=== PROVIDED TEXT ===
Although CD19 CAR-T cell therapy can be a highly effective treatment for patients with refractory B-cell malignancies, most patients develop cytokine release syndrome (CRS) and some subsequently experience neurotoxicity.

“An alternative approach to the management of neurotoxicity is to prospectively identify and either exclude or preemptively treat those at highest risk,” explain Cameron Turtle (Fred Hutchinson Cancer Research Center, Seattle, Washington) and colleagues.

The team reviewed neurologic adverse events in 133 adults with refractory B-cell acute lymphoblastic leukemia, chronic lymphocytic leukemia, or non-Hodgkin lymphoma who underwent lymphodepletion chemotherapy followed by CD19 CAR-T cell infusion.

Within 28 days of infusion, 53 (40%) patients had experienced at least one grade 1 or worse neurologic adverse event, with 48 (91%) of these patients also having CRS. Seven (5%) of the 133 patients developed grade 4 or worse neurotoxicity and four (3%) patients died as a result.

Multivariable analysis found the risk for neurotoxicity was significantly associated with pre-existing neurologic comorbidities and factors associated with increased CAR-T cell numbers, including cyclophosphamide and fludarabine lymphodepletion, a higher infused CAR-T cell dose, and a higher burden of malignant CD19+ B cells in the marrow. Furthermore, severe toxicity was more common in patients with severe CRS and was associated with systemic vascular dysfunction.
===
■ TASK ITEM ■
Copy out the full passage on neurotoxicity after CD19 CAR-T cell therapy, word for word.
=== PROVIDED RECORDS ===
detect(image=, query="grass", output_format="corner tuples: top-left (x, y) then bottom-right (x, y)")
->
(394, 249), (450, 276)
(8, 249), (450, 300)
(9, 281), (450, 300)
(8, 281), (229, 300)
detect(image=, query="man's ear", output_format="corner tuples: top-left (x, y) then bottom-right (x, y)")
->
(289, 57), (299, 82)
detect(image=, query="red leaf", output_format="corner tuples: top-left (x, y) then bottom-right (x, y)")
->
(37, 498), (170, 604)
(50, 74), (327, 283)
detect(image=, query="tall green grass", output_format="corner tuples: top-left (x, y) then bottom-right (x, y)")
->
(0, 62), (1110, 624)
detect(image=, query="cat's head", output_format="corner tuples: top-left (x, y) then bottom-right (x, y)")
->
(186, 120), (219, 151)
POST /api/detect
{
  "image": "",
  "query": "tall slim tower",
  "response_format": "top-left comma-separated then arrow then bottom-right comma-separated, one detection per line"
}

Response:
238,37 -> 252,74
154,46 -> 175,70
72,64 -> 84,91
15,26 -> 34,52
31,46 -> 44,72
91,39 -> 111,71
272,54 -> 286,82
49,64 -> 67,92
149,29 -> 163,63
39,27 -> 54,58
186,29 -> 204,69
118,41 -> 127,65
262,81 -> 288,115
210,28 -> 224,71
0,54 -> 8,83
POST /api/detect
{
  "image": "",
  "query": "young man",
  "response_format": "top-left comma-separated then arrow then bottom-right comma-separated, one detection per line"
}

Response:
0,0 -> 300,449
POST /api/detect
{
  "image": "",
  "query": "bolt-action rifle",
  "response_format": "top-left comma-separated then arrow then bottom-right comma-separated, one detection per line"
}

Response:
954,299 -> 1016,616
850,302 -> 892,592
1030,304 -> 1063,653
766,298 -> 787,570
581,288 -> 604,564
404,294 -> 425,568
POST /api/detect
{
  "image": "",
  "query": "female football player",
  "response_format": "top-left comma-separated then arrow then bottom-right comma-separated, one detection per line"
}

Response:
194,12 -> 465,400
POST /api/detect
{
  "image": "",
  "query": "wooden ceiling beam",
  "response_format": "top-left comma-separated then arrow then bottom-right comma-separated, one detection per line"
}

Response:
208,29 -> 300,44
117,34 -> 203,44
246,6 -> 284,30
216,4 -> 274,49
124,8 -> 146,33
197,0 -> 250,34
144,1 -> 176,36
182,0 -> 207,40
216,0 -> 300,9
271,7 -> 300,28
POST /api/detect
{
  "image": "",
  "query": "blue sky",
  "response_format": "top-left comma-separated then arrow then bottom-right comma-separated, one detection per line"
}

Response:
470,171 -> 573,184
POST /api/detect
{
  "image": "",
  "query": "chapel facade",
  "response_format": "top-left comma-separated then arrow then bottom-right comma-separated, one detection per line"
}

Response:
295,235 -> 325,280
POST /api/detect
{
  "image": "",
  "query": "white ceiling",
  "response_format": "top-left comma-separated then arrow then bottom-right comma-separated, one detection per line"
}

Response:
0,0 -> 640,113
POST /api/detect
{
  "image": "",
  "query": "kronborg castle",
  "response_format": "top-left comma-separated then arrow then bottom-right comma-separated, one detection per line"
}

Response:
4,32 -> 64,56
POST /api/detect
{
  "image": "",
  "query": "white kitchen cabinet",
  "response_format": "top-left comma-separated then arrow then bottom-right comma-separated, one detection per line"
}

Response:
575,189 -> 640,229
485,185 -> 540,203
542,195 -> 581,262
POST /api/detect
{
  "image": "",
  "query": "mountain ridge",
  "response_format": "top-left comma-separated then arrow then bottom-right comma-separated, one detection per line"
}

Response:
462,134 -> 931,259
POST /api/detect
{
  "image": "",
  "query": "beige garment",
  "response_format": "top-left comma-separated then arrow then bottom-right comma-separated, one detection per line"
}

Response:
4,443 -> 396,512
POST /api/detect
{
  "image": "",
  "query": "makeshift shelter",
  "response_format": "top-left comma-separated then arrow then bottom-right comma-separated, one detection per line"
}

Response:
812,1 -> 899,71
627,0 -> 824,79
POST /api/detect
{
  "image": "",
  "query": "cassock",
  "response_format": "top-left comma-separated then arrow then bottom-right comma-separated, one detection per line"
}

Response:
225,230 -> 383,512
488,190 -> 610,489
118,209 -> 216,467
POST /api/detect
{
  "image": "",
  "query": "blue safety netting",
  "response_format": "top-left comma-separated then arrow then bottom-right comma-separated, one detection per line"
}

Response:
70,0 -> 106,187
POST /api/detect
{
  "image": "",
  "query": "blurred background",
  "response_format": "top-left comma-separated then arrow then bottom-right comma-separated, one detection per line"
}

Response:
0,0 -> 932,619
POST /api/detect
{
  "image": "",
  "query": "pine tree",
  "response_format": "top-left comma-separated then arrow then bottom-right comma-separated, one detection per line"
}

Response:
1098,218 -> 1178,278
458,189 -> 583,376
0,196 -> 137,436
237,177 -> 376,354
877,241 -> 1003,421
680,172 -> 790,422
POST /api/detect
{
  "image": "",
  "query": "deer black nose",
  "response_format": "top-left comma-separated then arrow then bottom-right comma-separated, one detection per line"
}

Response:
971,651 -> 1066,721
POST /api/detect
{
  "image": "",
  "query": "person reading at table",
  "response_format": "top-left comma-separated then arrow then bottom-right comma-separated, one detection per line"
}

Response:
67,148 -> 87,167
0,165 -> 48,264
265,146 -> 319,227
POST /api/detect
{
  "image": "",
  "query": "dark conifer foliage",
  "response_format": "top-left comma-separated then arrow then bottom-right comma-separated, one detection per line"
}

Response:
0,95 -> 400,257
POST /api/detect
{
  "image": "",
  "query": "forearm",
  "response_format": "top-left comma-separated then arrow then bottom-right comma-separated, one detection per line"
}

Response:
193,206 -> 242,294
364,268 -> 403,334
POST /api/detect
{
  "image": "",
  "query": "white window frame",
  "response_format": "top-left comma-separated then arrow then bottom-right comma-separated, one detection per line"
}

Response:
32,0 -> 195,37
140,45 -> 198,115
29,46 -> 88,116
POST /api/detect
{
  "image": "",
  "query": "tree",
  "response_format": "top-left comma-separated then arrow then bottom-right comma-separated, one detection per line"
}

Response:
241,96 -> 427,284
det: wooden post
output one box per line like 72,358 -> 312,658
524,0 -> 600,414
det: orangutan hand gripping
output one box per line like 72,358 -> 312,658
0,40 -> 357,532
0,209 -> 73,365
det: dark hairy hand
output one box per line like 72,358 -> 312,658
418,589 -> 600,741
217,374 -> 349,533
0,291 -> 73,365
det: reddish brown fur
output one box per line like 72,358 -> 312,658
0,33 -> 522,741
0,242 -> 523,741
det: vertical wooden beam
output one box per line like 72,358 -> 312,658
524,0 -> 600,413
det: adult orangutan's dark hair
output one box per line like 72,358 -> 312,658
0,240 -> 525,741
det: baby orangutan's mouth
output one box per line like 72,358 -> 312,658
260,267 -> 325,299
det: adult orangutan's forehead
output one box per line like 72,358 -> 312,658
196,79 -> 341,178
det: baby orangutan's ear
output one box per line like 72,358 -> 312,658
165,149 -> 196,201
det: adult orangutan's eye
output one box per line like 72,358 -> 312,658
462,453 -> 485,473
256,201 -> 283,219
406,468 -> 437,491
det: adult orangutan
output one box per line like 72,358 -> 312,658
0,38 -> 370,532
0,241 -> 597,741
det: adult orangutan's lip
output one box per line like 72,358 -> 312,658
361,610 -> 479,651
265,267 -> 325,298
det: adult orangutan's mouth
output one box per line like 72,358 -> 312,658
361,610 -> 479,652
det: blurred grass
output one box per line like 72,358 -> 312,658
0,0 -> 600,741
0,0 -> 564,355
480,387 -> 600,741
===
■ YOUR SOLUTION ■
Although CD19 CAR-T cell therapy can be a highly effective treatment for patients with refractory B-cell malignancies, most patients develop cytokine release syndrome (CRS) and some subsequently experience neurotoxicity.

“An alternative approach to the management of neurotoxicity is to prospectively identify and either exclude or preemptively treat those at highest risk,” explain Cameron Turtle (Fred Hutchinson Cancer Research Center, Seattle, Washington) and colleagues.

The team reviewed neurologic adverse events in 133 adults with refractory B-cell acute lymphoblastic leukemia, chronic lymphocytic leukemia, or non-Hodgkin lymphoma who underwent lymphodepletion chemotherapy followed by CD19 CAR-T cell infusion.

Within 28 days of infusion, 53 (40%) patients had experienced at least one grade 1 or worse neurologic adverse event, with 48 (91%) of these patients also having CRS. Seven (5%) of the 133 patients developed grade 4 or worse neurotoxicity and four (3%) patients died as a result.

Multivariable analysis found the risk for neurotoxicity was significantly associated with pre-existing neurologic comorbidities and factors associated with increased CAR-T cell numbers, including cyclophosphamide and fludarabine lymphodepletion, a higher infused CAR-T cell dose, and a higher burden of malignant CD19+ B cells in the marrow. Furthermore, severe toxicity was more common in patients with severe CRS and was associated with systemic vascular dysfunction.